DATASET: Begin

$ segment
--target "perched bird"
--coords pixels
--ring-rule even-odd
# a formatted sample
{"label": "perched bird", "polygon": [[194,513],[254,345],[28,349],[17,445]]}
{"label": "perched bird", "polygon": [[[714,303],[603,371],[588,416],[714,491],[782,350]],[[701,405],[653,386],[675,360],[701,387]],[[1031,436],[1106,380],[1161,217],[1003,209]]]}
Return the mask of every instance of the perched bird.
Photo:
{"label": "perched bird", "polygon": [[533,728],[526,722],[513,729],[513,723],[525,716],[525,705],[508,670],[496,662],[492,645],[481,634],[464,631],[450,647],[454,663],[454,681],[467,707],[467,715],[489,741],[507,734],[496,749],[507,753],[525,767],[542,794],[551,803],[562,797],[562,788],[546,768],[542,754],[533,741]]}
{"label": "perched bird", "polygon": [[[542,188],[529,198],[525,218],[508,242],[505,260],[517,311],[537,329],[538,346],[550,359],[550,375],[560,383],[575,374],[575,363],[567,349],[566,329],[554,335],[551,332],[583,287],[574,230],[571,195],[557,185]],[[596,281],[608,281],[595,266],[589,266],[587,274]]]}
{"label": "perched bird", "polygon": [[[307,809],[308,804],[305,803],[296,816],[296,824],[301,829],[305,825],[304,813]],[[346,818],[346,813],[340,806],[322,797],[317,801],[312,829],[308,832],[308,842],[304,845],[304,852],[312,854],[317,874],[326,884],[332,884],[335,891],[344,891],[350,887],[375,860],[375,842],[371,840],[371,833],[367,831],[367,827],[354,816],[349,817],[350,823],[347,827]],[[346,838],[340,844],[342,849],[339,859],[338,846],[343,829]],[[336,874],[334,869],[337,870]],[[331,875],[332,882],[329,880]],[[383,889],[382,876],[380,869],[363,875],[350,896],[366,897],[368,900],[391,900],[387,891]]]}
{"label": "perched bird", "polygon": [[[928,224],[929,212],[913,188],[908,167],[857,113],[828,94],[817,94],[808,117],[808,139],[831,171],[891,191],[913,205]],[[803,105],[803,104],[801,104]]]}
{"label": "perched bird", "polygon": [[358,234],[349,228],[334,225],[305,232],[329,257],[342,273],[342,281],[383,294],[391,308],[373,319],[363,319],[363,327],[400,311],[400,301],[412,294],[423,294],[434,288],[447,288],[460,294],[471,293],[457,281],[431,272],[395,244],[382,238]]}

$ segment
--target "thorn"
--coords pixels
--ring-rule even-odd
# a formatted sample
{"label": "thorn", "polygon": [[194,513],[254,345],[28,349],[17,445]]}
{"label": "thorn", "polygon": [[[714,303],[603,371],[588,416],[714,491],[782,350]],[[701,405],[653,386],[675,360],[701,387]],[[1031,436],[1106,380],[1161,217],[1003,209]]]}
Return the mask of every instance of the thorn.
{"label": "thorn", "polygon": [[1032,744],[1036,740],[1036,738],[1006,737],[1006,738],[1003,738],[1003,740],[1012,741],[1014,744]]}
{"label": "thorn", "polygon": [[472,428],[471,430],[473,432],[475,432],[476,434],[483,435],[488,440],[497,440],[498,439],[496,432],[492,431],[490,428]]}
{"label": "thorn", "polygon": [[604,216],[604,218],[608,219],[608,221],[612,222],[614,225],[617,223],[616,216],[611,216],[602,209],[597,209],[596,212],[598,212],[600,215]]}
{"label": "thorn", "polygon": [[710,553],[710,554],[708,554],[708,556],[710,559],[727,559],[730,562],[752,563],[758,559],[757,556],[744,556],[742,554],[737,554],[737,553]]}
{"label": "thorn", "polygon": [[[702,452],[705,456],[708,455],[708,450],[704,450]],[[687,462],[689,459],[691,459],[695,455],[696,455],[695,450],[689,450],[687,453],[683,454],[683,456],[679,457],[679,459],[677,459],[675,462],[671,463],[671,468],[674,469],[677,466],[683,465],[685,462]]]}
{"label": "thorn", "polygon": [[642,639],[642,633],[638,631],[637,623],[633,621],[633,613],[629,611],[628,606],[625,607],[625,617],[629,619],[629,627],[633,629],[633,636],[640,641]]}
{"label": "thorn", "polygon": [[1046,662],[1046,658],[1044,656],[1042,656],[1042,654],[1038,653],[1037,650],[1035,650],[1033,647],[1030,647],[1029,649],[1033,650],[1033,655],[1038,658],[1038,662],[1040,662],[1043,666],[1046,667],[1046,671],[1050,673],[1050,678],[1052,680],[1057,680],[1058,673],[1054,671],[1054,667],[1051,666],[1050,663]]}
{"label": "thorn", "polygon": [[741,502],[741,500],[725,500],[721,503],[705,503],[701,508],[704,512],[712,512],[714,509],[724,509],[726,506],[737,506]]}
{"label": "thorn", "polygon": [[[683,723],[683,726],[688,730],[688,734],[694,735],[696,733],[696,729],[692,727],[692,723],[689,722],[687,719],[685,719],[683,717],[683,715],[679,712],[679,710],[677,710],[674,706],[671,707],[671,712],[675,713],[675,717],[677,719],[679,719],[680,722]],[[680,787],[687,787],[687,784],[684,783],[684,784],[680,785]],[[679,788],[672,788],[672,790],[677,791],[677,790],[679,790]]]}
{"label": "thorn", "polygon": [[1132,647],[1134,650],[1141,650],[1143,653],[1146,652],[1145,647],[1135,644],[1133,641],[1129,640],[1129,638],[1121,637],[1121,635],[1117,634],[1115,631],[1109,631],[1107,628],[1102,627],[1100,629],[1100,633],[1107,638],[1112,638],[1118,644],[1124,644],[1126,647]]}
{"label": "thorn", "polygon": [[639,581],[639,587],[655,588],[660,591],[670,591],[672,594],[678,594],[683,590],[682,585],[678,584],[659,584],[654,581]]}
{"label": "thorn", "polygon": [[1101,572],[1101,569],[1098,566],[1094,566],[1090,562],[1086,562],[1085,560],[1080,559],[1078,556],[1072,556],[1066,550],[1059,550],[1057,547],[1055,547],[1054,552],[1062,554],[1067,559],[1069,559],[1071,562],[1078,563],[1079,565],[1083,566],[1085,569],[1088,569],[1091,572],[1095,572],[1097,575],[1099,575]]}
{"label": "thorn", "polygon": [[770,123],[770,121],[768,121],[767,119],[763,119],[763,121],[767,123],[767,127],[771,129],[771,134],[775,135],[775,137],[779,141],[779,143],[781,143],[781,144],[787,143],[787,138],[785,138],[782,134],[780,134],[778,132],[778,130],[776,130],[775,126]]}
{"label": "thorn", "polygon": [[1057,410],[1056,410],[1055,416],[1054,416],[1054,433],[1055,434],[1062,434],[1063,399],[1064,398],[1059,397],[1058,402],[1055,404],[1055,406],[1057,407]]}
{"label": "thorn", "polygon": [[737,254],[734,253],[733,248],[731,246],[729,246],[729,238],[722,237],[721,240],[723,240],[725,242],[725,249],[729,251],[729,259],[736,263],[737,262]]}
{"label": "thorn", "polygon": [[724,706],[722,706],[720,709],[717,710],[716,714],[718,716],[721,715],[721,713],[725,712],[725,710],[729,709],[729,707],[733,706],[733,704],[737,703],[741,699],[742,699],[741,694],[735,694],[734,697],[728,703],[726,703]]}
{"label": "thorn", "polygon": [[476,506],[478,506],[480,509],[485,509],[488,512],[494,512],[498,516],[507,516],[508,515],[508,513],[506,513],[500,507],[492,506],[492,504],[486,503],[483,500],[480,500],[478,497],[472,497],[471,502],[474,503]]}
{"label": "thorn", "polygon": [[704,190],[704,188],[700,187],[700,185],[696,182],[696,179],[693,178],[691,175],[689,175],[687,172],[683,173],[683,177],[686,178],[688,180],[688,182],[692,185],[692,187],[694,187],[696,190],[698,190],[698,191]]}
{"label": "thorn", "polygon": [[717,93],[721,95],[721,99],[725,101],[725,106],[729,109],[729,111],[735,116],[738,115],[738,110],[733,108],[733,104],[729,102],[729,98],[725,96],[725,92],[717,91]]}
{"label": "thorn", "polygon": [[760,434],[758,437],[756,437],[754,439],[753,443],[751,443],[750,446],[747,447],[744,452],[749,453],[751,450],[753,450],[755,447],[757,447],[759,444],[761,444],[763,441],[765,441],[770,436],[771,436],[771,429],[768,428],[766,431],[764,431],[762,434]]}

DATASET: End

**WHAT IS NEEDED**
Return nothing but the lines from the first line of the listing through the line with "Return the mask of every instance of the perched", please, keeping every one of them unchanged.

**TASK SOLUTION**
$ segment
--target "perched bird"
--coords pixels
--ring-rule even-odd
# a formatted sample
{"label": "perched bird", "polygon": [[194,513],[254,345],[28,349],[17,445]]}
{"label": "perched bird", "polygon": [[[714,303],[603,371],[588,416],[714,491],[782,350]],[[701,405],[653,386],[675,360],[701,387]],[[1031,436],[1106,380],[1161,217],[1003,209]]]}
Return the mask of every instance of the perched bird.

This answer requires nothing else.